=== Data provided ===

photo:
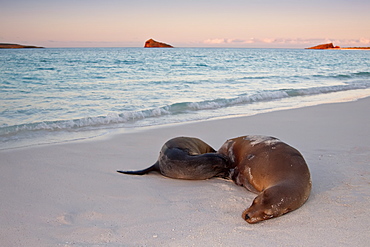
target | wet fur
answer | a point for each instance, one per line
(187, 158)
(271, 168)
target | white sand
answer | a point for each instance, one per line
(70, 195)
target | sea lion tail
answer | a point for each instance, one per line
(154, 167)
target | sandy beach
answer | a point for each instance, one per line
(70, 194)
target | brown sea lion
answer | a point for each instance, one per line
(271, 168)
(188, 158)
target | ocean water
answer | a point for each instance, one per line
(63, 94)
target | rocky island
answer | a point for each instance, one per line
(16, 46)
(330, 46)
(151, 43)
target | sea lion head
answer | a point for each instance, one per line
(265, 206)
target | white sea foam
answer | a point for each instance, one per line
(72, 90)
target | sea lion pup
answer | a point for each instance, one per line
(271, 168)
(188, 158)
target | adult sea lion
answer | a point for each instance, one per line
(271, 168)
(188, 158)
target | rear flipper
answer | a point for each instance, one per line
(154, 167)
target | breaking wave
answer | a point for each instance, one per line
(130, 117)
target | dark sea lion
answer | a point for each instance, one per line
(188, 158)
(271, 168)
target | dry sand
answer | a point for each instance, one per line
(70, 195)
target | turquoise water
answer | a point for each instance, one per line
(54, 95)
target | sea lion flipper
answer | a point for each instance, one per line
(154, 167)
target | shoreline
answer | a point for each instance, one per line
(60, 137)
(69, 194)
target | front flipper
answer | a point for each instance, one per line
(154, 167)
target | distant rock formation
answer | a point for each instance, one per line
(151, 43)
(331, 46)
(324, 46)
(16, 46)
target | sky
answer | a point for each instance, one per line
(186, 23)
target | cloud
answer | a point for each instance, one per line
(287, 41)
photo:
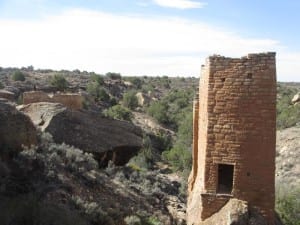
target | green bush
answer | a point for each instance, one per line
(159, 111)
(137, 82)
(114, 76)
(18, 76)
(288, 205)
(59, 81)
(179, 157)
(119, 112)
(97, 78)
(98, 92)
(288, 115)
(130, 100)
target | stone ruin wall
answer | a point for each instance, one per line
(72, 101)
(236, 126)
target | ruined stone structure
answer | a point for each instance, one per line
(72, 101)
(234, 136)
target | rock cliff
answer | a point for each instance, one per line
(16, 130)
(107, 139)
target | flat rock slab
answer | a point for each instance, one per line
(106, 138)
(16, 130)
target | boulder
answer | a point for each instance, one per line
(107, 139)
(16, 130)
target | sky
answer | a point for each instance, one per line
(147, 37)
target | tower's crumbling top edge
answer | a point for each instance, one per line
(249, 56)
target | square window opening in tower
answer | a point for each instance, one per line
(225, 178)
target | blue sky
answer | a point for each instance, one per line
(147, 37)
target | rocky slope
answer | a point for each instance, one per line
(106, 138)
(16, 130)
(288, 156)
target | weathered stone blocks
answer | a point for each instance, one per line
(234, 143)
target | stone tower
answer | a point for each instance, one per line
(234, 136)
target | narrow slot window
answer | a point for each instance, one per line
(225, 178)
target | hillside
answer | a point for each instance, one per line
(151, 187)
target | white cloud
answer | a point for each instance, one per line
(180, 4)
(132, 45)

===
=== Data provided ===

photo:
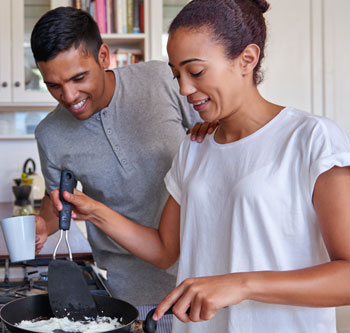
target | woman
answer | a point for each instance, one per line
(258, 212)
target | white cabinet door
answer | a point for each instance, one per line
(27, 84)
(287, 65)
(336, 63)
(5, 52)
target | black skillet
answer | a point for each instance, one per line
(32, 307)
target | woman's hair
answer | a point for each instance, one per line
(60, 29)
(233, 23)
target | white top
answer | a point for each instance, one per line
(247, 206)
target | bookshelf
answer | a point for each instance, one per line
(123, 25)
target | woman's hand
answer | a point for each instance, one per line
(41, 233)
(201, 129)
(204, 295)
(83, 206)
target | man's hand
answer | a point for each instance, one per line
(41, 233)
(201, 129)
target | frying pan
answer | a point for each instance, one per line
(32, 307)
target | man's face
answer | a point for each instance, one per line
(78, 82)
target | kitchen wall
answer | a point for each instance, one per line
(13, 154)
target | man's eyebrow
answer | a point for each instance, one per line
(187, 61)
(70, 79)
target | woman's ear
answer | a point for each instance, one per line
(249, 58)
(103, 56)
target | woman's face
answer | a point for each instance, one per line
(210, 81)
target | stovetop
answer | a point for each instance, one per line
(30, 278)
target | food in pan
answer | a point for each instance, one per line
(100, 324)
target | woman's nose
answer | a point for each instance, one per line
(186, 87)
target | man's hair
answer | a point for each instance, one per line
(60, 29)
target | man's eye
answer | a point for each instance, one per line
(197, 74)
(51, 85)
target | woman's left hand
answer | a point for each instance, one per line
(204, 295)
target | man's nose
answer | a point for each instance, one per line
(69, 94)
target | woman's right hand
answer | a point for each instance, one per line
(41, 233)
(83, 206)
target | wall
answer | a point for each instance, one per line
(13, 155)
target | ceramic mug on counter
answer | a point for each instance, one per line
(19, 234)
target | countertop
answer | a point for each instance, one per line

===

▶ [Exercise prompt] Locate every line in the records that contains the word "stone" and copy each one. Case counts.

▶ [Final result]
target | stone ruin wall
target | ruined stone structure
target | weathered stone blocks
target | stone tower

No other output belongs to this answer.